▶ TASK PROMPT
Reproduce all of the data below verbatim, omitting the pictures.

▶ MATERIAL FOR THIS TASK
────────────────────
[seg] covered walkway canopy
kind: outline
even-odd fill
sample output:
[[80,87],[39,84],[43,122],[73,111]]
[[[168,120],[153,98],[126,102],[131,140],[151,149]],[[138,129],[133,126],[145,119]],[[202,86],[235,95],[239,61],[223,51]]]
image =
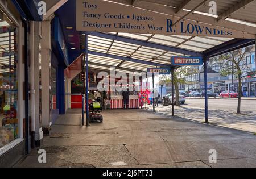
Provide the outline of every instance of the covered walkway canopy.
[[[77,0],[76,3],[79,5],[76,6],[75,1],[69,0],[55,12],[55,16],[59,19],[62,26],[69,57],[73,57],[75,59],[81,52],[88,54],[87,71],[88,68],[109,70],[110,67],[115,67],[117,72],[146,72],[148,68],[171,67],[171,57],[185,56],[203,57],[204,71],[207,72],[205,64],[209,58],[254,44],[256,34],[256,1],[219,0],[216,1],[216,5],[213,3],[213,1],[210,1],[210,1],[88,0],[85,2]],[[94,24],[102,20],[104,23],[113,23],[112,20],[108,22],[109,20],[106,17],[102,20],[99,16],[98,20],[95,16],[85,16],[85,13],[86,14],[89,13],[80,6],[85,5],[84,9],[89,11],[91,10],[89,10],[89,6],[86,7],[86,3],[101,3],[102,11],[108,10],[112,13],[118,7],[126,11],[127,16],[121,19],[129,21],[131,20],[130,15],[133,15],[134,19],[134,14],[138,15],[136,13],[150,14],[157,19],[151,22],[153,25],[158,24],[158,20],[164,19],[166,20],[167,27],[166,25],[162,24],[166,29],[162,33],[150,33],[150,31],[143,31],[143,30],[134,33],[131,31],[134,31],[127,29],[119,31],[114,29],[110,32],[105,30],[101,31],[101,27],[97,29],[95,26],[88,26],[88,28],[85,28],[86,30],[81,30],[85,27],[85,21],[81,28],[81,24],[76,24],[75,19],[76,19],[76,23],[80,20],[77,19],[79,16],[77,16],[77,14],[83,16],[82,20],[93,19],[92,20]],[[211,6],[214,5],[216,5],[217,14],[209,14]],[[93,9],[93,6],[90,7],[93,8],[92,13],[100,11]],[[81,9],[79,10],[80,8]],[[104,13],[101,11],[98,13]],[[123,14],[125,14],[125,13]],[[168,24],[168,20],[171,22],[171,24]],[[187,28],[187,32],[189,31],[189,25],[195,26],[191,30],[193,32],[190,33],[191,35],[188,33],[184,33],[182,26],[185,23],[188,28]],[[179,26],[180,25],[181,27]],[[197,33],[195,34],[194,28],[199,28],[200,26],[205,27],[204,34],[202,34],[200,28],[196,29]],[[180,33],[177,32],[179,28],[181,29]],[[216,33],[216,30],[221,32]],[[166,33],[170,31],[171,34]],[[155,32],[155,30],[151,31]],[[69,63],[71,63],[72,59],[69,60]],[[206,89],[207,73],[205,73],[204,78]],[[208,123],[207,91],[205,95],[205,121]],[[174,107],[172,111],[174,115]]]
[[78,32],[74,20],[76,3],[68,1],[55,14],[63,26],[69,53],[73,56],[80,54],[85,44],[85,35],[88,35],[90,68],[108,70],[114,66],[117,71],[146,71],[149,67],[169,66],[171,56],[210,57],[255,43],[256,1],[217,1],[217,15],[208,14],[210,1],[107,1],[169,15],[179,20],[192,20],[228,28],[254,38]]

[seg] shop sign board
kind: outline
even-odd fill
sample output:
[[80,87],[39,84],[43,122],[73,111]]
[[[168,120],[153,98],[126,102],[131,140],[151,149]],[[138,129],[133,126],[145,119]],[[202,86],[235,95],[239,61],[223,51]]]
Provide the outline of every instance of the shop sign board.
[[76,0],[76,30],[254,39],[242,31],[184,19],[106,1]]
[[256,81],[256,78],[245,78],[245,82],[254,82]]
[[171,63],[174,66],[200,66],[203,65],[203,57],[174,56]]
[[155,73],[158,73],[159,74],[170,74],[171,73],[170,68],[148,68],[147,72]]
[[256,76],[256,71],[249,72],[247,73],[247,75],[252,77]]
[[221,85],[221,84],[225,84],[225,81],[214,81],[213,82],[213,85]]

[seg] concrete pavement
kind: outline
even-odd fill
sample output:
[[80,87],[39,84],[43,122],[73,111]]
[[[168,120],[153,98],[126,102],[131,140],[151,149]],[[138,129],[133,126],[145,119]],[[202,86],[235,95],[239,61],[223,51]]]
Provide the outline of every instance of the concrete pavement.
[[[36,150],[16,167],[256,167],[256,136],[151,113],[114,110],[103,123],[82,127],[80,110],[69,110],[44,138],[47,163]],[[216,163],[209,151],[217,151]]]
[[[243,101],[241,114],[237,114],[237,103],[233,101],[209,99],[209,122],[210,124],[256,133],[256,103],[254,101]],[[171,106],[156,108],[156,111],[171,115]],[[185,105],[175,107],[175,115],[205,122],[204,100],[187,98]],[[152,108],[151,108],[152,110]]]

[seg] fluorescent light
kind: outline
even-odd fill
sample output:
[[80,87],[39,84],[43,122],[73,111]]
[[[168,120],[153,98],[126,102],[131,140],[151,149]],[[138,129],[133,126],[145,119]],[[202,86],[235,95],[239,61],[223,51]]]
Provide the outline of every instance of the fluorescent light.
[[228,21],[230,21],[230,22],[237,23],[238,24],[243,24],[243,25],[246,25],[246,26],[251,26],[251,27],[256,27],[256,24],[250,23],[250,22],[246,22],[246,21],[242,21],[242,20],[234,19],[232,19],[232,18],[226,18],[225,20],[228,20]]

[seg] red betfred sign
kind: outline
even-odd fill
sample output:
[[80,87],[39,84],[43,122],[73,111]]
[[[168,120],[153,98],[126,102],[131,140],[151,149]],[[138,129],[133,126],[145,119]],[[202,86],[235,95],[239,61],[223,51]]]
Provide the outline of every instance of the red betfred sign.
[[172,65],[179,66],[201,65],[203,58],[201,57],[172,57]]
────────────────────
▶ RESPONSE FOR THIS EXERCISE
[seg] covered walkway canopy
kind: outline
even-odd fill
sample output:
[[80,87],[39,84],[43,122],[73,111]]
[[[168,120],[153,98],[126,102],[131,140],[151,149]],[[138,129],[133,126],[145,119]],[[202,86],[235,95],[239,61],[223,51]]]
image =
Provide the outline of every instance of the covered walkway canopy.
[[[77,0],[76,3],[79,5],[76,6],[75,1],[69,0],[55,12],[55,16],[59,19],[62,26],[69,57],[73,57],[75,59],[81,52],[88,54],[87,71],[88,68],[109,70],[110,67],[115,67],[117,72],[146,72],[148,68],[171,67],[171,57],[185,56],[203,57],[204,71],[207,72],[205,64],[209,58],[254,44],[256,34],[256,1],[219,0],[216,1],[216,5],[213,3],[213,1],[210,1],[210,1],[88,0],[85,2]],[[94,24],[102,20],[104,23],[113,23],[112,20],[108,22],[109,20],[106,17],[102,20],[99,16],[98,20],[95,16],[85,16],[85,13],[86,14],[89,13],[80,6],[85,5],[84,9],[89,11],[91,10],[89,10],[89,6],[86,7],[86,3],[101,3],[102,11],[108,10],[112,13],[118,7],[126,11],[127,16],[121,19],[129,21],[131,20],[130,15],[133,15],[134,19],[134,14],[138,15],[136,13],[150,14],[157,19],[151,22],[153,25],[158,24],[158,20],[164,19],[166,20],[167,27],[166,25],[162,24],[166,29],[162,33],[150,33],[150,31],[143,31],[143,30],[134,33],[131,31],[134,31],[127,29],[119,31],[114,29],[110,32],[105,30],[101,31],[101,27],[97,29],[95,26],[88,26],[88,28],[85,28],[86,30],[81,30],[85,27],[85,21],[81,28],[81,24],[76,24],[75,19],[76,19],[76,23],[80,20],[77,19],[79,16],[77,16],[77,14],[83,16],[82,20],[93,19],[92,20]],[[211,6],[214,5],[216,5],[217,14],[209,14]],[[93,9],[93,6],[90,7],[93,8],[92,13],[100,11]],[[81,9],[79,10],[80,8]],[[104,13],[101,11],[98,13]],[[123,14],[125,14],[125,13]],[[168,24],[168,20],[171,22],[171,24]],[[187,28],[187,32],[189,31],[189,25],[195,26],[191,30],[193,32],[190,33],[191,35],[188,33],[184,33],[182,26],[185,23],[188,28]],[[179,26],[180,25],[181,27]],[[197,33],[195,34],[194,28],[199,28],[200,26],[205,27],[204,34],[202,34],[200,28],[196,29]],[[180,33],[177,32],[179,28],[181,29]],[[216,33],[216,30],[221,32]],[[166,33],[170,31],[171,34]],[[155,32],[155,30],[151,31]],[[69,63],[71,63],[72,59],[69,60]],[[206,89],[207,73],[205,73],[204,78]],[[208,123],[207,91],[205,95],[205,121]],[[174,107],[172,111],[174,115]]]
[[78,32],[74,20],[76,3],[68,1],[55,14],[63,26],[69,53],[73,56],[80,54],[85,44],[85,35],[88,35],[90,68],[108,70],[114,66],[117,71],[146,71],[149,67],[169,66],[171,56],[210,57],[255,43],[256,1],[217,1],[217,15],[208,14],[210,1],[107,1],[169,15],[179,20],[192,20],[228,28],[254,38]]

[seg] shop sign board
kind: outline
even-odd fill
sample output:
[[80,87],[39,84],[43,122],[73,111]]
[[[168,120],[153,98],[126,102],[131,140],[151,149]],[[138,129],[133,126],[145,119]],[[202,86],[235,95],[239,61],[223,51]]]
Provide the outline of every instance of the shop sign board.
[[76,0],[76,30],[254,39],[242,31],[184,19],[106,1]]
[[256,81],[256,78],[245,78],[245,82],[254,82]]
[[171,63],[174,66],[200,66],[203,65],[203,57],[174,56]]
[[155,73],[158,73],[159,74],[170,74],[171,73],[170,68],[148,68],[147,72]]
[[256,76],[256,71],[249,72],[247,73],[247,75],[252,77]]
[[221,85],[221,84],[225,84],[225,81],[214,81],[213,82],[213,85]]

[seg] concrete pavement
kind: outline
even-odd fill
sample output:
[[80,87],[39,84],[43,122],[73,111]]
[[[168,120],[153,98],[126,102],[131,140],[151,149]],[[138,129],[133,126],[145,119]],[[202,86],[235,95],[239,61],[223,51]]]
Provide the outline of every instance of the concrete pavement.
[[[36,150],[16,167],[256,167],[256,136],[151,113],[114,110],[103,123],[82,127],[80,110],[69,110],[44,138],[47,163]],[[216,163],[209,151],[217,151]]]
[[[243,101],[241,114],[237,114],[237,103],[233,101],[209,99],[209,122],[210,124],[256,133],[256,103],[254,101]],[[171,106],[156,108],[156,111],[171,115]],[[185,105],[175,107],[175,115],[205,122],[204,100],[187,98]],[[152,108],[151,108],[152,110]]]

[seg] fluorescent light
kind: outline
even-odd fill
sample output:
[[80,87],[39,84],[43,122],[73,111]]
[[[168,120],[153,98],[126,102],[131,140],[151,149]],[[138,129],[133,126],[145,119]],[[202,86],[235,95],[239,61],[223,51]]]
Provide the outline of every instance of the fluorescent light.
[[228,21],[230,21],[230,22],[237,23],[238,24],[243,24],[243,25],[246,25],[246,26],[251,26],[251,27],[256,27],[256,24],[250,23],[250,22],[246,22],[246,21],[242,21],[242,20],[234,19],[232,19],[232,18],[226,18],[225,20],[228,20]]

[seg] red betfred sign
kind: outline
even-odd fill
sample output:
[[80,87],[39,84],[43,122],[73,111]]
[[[168,120],[153,98],[126,102],[131,140],[151,149]],[[138,129],[133,126],[145,119]],[[202,86],[235,95],[239,61],[223,51]]]
Provide the outline of every instance of the red betfred sign.
[[172,65],[179,66],[201,65],[203,58],[201,57],[172,57]]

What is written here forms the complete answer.